Reproduce exactly the line in which "Would you mind pointing out the dark coffee" occurs and all the lines after it, ending with the last line.

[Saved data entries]
╔══

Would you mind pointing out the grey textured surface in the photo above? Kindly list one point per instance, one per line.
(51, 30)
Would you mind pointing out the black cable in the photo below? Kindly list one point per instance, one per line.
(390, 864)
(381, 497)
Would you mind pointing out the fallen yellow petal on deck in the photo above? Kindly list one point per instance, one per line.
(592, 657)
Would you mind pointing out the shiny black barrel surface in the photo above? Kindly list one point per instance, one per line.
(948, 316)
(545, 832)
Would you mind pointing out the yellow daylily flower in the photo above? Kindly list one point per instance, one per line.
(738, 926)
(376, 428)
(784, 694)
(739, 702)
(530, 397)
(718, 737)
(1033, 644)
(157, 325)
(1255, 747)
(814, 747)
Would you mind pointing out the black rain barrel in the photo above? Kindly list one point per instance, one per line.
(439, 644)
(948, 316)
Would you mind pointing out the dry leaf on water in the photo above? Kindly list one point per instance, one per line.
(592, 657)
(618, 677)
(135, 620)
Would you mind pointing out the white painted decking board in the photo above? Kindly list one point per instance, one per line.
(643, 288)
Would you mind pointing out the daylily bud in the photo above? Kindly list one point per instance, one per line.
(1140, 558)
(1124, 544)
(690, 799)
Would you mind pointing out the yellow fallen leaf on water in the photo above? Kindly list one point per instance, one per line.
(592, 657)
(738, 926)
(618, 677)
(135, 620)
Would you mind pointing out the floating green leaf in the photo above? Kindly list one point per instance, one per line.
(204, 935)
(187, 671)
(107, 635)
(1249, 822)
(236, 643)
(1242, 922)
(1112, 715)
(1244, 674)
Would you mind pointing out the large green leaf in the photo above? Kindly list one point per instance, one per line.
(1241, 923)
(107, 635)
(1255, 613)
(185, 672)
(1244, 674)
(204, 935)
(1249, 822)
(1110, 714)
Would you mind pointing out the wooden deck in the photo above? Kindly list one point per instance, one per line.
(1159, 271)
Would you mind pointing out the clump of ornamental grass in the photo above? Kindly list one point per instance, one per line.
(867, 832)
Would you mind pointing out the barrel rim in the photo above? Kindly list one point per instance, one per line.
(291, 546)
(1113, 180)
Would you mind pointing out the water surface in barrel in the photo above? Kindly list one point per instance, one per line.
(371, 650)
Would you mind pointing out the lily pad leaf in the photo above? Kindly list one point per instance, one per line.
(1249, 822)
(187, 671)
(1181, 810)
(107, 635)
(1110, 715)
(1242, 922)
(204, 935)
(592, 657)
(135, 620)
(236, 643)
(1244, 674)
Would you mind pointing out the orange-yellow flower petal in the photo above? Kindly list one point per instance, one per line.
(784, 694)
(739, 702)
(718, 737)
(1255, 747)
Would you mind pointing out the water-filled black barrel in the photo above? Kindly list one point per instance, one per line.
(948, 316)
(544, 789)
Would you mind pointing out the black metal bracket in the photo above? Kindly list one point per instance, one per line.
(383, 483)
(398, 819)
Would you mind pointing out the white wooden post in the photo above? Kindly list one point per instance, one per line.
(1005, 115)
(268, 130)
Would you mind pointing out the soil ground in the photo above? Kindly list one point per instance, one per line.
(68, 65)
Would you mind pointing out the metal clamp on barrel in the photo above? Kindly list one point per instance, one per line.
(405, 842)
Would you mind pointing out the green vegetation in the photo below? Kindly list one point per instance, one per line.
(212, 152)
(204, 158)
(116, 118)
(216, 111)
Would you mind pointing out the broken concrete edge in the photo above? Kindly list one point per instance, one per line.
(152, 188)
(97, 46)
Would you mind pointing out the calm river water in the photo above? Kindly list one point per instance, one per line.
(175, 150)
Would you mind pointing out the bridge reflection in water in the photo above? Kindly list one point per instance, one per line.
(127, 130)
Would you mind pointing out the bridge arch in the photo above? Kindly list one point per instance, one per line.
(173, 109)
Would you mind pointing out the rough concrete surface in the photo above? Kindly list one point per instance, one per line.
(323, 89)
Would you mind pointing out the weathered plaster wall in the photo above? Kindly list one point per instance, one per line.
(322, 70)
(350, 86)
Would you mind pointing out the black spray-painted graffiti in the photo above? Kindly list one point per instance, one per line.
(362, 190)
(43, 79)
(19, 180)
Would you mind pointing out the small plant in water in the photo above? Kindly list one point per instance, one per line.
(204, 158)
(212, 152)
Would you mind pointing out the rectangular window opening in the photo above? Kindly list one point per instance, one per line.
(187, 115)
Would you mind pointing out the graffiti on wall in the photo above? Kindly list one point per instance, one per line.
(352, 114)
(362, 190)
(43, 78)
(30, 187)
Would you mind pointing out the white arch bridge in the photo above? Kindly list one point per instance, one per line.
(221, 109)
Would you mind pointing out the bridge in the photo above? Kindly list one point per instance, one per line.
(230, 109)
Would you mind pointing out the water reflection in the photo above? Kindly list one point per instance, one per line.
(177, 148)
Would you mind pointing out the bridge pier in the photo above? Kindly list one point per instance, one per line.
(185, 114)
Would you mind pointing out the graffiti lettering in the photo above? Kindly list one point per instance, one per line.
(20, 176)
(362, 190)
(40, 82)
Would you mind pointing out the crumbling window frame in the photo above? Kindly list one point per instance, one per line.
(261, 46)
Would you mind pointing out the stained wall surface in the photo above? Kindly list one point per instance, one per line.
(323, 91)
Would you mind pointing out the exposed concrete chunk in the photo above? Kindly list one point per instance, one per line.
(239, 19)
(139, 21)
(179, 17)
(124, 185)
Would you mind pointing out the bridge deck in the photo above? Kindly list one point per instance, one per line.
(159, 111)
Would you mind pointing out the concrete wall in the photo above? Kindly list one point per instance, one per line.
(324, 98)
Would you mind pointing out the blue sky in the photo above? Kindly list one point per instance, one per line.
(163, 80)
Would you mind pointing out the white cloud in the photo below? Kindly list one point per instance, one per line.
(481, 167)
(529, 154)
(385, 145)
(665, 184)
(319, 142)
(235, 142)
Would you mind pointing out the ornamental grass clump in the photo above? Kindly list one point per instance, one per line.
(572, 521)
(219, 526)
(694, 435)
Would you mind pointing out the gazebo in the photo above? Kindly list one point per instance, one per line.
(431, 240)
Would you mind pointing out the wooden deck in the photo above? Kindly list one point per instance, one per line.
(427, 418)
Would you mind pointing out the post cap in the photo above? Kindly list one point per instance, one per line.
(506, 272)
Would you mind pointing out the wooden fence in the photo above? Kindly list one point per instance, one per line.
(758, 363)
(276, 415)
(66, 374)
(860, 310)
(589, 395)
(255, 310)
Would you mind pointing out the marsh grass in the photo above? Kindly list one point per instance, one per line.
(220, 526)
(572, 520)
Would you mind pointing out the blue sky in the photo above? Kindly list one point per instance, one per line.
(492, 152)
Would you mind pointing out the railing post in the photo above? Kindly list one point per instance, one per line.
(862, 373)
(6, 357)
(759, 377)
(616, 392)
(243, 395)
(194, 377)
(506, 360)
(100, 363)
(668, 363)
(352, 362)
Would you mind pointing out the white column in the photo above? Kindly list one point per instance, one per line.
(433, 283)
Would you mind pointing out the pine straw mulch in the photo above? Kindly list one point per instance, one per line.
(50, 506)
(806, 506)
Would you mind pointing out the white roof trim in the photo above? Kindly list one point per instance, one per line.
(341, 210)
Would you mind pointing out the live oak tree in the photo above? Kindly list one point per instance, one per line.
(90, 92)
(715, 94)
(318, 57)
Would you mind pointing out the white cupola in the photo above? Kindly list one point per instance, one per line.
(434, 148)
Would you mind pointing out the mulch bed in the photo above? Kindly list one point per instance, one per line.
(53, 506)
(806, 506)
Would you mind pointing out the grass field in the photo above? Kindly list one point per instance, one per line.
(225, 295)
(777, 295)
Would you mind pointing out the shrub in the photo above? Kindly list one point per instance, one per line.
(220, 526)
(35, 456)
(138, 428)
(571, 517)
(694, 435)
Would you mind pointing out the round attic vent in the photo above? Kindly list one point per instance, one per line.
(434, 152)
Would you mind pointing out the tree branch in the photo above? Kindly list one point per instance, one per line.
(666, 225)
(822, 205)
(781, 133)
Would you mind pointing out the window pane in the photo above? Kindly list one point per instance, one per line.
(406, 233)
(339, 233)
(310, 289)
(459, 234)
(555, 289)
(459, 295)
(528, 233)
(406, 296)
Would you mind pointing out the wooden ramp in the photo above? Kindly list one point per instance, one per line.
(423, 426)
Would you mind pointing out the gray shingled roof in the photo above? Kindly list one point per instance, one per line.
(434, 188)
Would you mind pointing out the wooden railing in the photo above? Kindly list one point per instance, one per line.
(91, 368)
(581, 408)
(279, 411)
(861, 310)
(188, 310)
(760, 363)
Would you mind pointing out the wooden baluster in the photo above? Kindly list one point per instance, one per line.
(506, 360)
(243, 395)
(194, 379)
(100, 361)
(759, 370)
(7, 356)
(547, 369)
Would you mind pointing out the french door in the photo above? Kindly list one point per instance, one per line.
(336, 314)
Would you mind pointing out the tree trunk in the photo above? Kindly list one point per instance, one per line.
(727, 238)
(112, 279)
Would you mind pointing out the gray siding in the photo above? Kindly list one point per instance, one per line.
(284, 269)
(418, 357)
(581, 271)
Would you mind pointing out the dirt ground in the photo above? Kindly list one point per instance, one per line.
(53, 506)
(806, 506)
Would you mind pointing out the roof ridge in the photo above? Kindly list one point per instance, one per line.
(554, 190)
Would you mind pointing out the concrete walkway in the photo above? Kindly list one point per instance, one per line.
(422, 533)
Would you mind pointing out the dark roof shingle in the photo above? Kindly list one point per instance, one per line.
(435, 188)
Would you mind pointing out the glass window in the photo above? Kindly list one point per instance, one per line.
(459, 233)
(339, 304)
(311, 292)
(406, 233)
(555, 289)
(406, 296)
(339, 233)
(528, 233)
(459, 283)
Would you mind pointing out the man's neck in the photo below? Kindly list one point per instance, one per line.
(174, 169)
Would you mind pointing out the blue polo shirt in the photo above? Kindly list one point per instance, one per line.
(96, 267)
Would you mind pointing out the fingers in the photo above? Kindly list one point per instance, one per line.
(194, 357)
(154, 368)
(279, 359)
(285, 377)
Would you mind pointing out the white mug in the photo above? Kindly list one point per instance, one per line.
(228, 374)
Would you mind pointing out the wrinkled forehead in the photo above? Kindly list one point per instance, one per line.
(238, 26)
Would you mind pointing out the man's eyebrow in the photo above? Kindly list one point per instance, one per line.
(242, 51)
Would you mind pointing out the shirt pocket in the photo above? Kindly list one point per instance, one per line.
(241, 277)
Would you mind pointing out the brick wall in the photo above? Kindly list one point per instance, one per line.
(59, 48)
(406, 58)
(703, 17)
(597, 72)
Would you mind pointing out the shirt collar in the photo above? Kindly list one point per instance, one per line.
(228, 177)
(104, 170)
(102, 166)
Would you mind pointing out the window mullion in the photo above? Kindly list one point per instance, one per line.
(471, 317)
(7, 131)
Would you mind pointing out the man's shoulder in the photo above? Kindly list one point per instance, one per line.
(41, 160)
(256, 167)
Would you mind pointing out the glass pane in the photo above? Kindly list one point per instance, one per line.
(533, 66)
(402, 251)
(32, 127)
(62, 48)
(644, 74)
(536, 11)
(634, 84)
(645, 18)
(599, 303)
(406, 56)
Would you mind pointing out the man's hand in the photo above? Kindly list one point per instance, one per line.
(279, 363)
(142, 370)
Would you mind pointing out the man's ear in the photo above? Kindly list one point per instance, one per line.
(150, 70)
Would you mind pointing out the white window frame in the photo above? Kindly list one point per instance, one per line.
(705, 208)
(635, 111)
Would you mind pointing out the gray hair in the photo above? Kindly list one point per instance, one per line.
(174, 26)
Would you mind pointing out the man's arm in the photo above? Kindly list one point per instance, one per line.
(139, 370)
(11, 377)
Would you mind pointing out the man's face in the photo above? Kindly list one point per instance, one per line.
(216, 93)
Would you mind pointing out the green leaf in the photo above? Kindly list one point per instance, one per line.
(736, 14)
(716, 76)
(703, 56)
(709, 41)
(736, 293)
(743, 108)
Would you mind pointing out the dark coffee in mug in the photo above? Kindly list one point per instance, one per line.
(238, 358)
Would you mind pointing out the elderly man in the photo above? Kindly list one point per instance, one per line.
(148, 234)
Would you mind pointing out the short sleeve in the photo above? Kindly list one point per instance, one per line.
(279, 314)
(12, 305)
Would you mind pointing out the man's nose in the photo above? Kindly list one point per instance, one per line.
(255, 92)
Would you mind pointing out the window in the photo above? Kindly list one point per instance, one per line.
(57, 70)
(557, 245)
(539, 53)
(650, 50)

╚══

ANSWER FOR THIS EXERCISE:
Would you mind pointing out the dark coffee in mug in the photo above? Kindly list one point per instance, one per line.
(238, 358)
Would you mind pointing out the elderly man in the photo above? Kindly list one point per instance, one per line.
(148, 234)
Would you mind pointing out the short sleeve in the photo above? Kindly list one point per instance, one per line.
(279, 314)
(12, 305)
Would you mind pointing out the man's nose in the photo above? Kindly list one point per instance, one per line.
(255, 92)
Would you mind pointing out the window in the photo above? Kindly list one point per instance, one per line.
(57, 70)
(557, 245)
(539, 53)
(650, 50)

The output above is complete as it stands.